* [What the exercise asks] Each record below should appear again exactly as written.

[Dataset rows]
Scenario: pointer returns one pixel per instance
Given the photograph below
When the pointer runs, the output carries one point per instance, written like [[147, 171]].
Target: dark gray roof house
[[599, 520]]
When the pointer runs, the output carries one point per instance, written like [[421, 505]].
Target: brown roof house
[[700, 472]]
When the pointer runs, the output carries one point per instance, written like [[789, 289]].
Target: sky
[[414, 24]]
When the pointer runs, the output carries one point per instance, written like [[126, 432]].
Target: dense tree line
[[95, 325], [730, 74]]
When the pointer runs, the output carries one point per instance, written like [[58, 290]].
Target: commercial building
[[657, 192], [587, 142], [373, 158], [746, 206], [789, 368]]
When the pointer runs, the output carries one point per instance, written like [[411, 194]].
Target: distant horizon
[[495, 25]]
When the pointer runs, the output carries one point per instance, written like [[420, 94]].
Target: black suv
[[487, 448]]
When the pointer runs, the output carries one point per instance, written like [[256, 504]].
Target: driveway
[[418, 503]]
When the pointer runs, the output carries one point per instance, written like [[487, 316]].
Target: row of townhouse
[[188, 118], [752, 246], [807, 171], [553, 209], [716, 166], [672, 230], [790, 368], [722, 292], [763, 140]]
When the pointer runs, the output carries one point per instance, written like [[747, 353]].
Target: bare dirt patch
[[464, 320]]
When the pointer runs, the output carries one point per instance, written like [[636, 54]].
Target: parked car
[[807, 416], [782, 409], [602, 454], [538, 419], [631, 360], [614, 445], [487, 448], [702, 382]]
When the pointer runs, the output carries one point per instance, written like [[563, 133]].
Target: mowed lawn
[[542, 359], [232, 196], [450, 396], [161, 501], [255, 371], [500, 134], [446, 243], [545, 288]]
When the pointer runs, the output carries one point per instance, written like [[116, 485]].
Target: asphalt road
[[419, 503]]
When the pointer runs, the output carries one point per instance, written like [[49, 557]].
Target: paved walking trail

* [Solved problem]
Scenario: pointer returns one pixel per instance
Given the photograph below
When the pointer runs, the output carries one point per instance, written like [[147, 171]].
Target: dark gray roof house
[[599, 520]]
When the pointer runs, the output carries one point per instance, written like [[421, 505]].
Target: brown roof house
[[700, 472]]
When the pointer runs, the output carries one point per instance, written like [[789, 289]].
Target: sky
[[414, 24]]
When the pointer runs, the output carries one point per instance, written like [[126, 432]].
Target: dense tree line
[[95, 325], [730, 74]]
When the pointer runs, the output carries one point per instance, written like [[58, 290]].
Target: commercial building
[[657, 192], [587, 142], [373, 158], [746, 206], [789, 368]]
When the pointer runs, the output carries one point per instance, written like [[411, 194]].
Target: distant horizon
[[495, 25]]
When the pointer runs, the output carries one point per instance, written like [[420, 94]].
Target: black suv
[[487, 448]]
When the pointer runs, the output carries one point per instance, written like [[256, 504]].
Target: driveway
[[418, 503]]
When the pointer runs, the output carries one point per instance, written like [[487, 316]].
Target: row of townhouse
[[188, 118], [752, 246], [807, 171], [553, 209], [716, 166], [672, 230], [790, 368], [722, 292], [763, 140]]
When the pointer runs, the output carries one point per instance, written like [[747, 353]].
Target: bare dirt patch
[[464, 320]]
When the pointer runs, the output carries one point per instance, written like [[636, 54]].
Target: parked car
[[807, 416], [782, 409], [602, 454], [538, 419], [631, 360], [614, 445], [487, 448], [702, 382]]
When the pointer runs, the output carries one point per instance, written like [[563, 133]].
Target: mowed lawn
[[542, 359], [232, 196], [450, 396], [161, 501], [255, 371], [500, 134], [446, 243], [545, 288]]
When the pointer runs, the output carries one point per instance, written like [[116, 485]].
Target: asphalt road
[[419, 503]]
When the pointer runs, the output carries one point per instance, written like [[49, 557]].
Target: paved walking trail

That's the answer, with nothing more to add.